- Work to be completed -
Your output is the line containing "task: trace the outline of the cheese block" plus all lines after it to the end of the records, reproduced exactly, with nothing else.

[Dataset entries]

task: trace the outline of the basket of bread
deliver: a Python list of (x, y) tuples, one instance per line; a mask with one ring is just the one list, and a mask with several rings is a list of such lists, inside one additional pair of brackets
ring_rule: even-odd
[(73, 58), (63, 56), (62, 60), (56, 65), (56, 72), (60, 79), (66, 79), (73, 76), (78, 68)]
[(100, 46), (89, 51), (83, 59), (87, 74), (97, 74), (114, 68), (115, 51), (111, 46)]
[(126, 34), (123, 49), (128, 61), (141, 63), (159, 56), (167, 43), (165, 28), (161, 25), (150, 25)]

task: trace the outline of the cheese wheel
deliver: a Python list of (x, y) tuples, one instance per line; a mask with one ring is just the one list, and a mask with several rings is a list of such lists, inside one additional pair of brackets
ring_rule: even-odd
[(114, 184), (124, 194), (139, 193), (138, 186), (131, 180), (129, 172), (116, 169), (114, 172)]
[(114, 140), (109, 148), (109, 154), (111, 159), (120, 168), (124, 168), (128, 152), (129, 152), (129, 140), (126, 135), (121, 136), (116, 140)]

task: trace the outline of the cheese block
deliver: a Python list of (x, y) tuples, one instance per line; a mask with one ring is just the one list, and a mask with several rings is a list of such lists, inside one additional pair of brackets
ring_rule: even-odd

- Answer for this exercise -
task: trace the outline of the cheese block
deliver: a Python list of (x, y) tuples, one instance per line; a mask with one ring is just the one list, and a mask with several rings is a list of such lists, inside one additional pair of brackets
ring_rule: even-odd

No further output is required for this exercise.